◆ THE TASK ◆
Rewrite the records as a numbered list, from the line with "Label every textured" up to and including the line with "Label every gray", and leave out any blank lines.

◆ MATERIAL TO PROCESS ◆
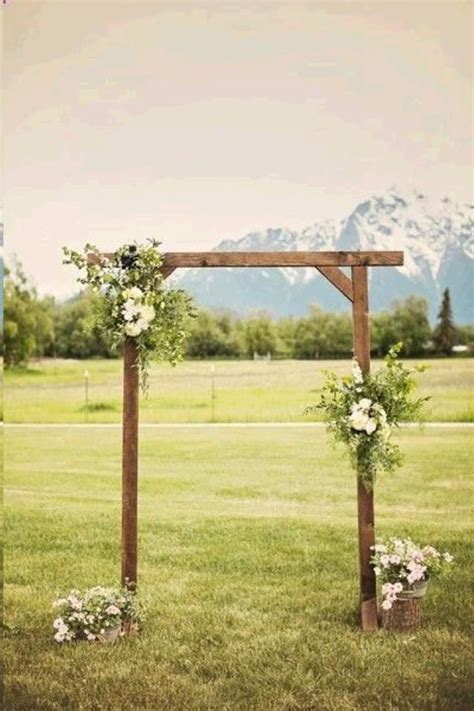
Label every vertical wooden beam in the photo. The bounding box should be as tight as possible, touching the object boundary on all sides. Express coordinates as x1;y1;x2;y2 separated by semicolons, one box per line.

--

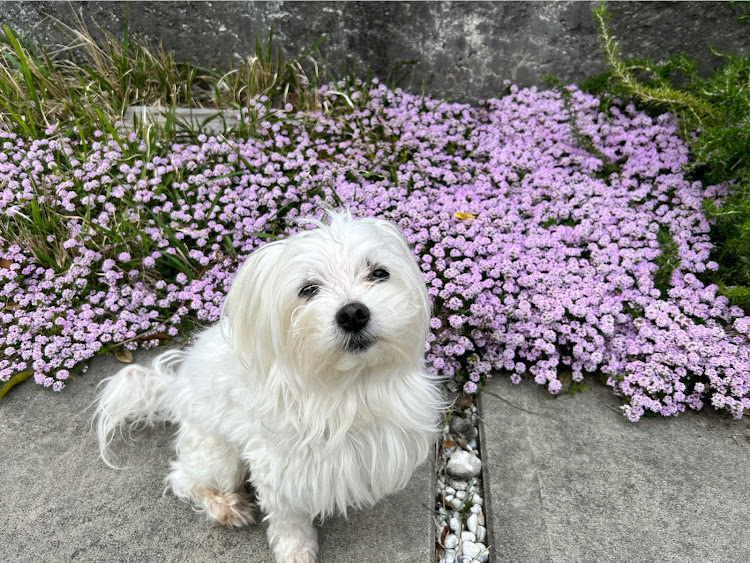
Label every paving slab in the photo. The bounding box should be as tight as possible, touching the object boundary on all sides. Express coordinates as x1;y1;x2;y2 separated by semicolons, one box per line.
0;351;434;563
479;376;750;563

---

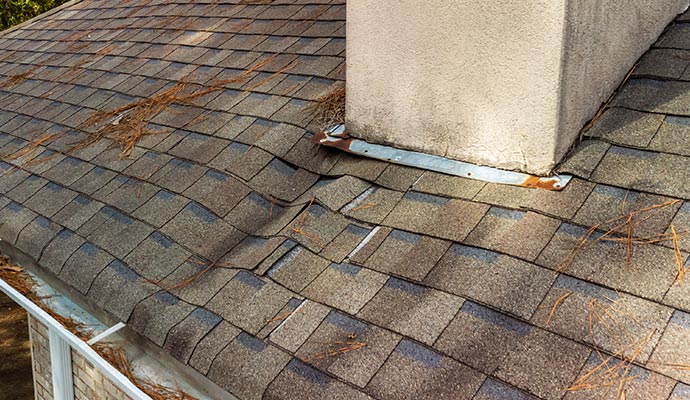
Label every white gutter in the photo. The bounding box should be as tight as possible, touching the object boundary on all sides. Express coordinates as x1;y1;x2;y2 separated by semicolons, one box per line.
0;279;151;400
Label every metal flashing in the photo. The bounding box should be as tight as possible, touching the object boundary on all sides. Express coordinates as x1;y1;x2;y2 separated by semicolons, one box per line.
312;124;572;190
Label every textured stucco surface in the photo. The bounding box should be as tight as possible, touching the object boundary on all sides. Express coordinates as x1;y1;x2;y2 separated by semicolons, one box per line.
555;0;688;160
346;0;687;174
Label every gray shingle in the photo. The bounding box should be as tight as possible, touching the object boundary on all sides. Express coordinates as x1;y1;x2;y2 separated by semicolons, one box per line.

◆ OUTPUT OF THE TASK ◆
1. Label every textured stucco surface in the photo. The bounding box should be as tight as possible, touching the object boundary on all sides. Express coordinates as x1;y1;x2;y2 separated by semicolons, one box per line.
2. 555;0;688;160
3. 346;0;687;174
4. Label every gray shingle in the photo. The bounding box should be as tight as possible, touching the object boundary on all sides. Express coordinates as x1;y1;x2;y2 separated by semicolons, one box per line.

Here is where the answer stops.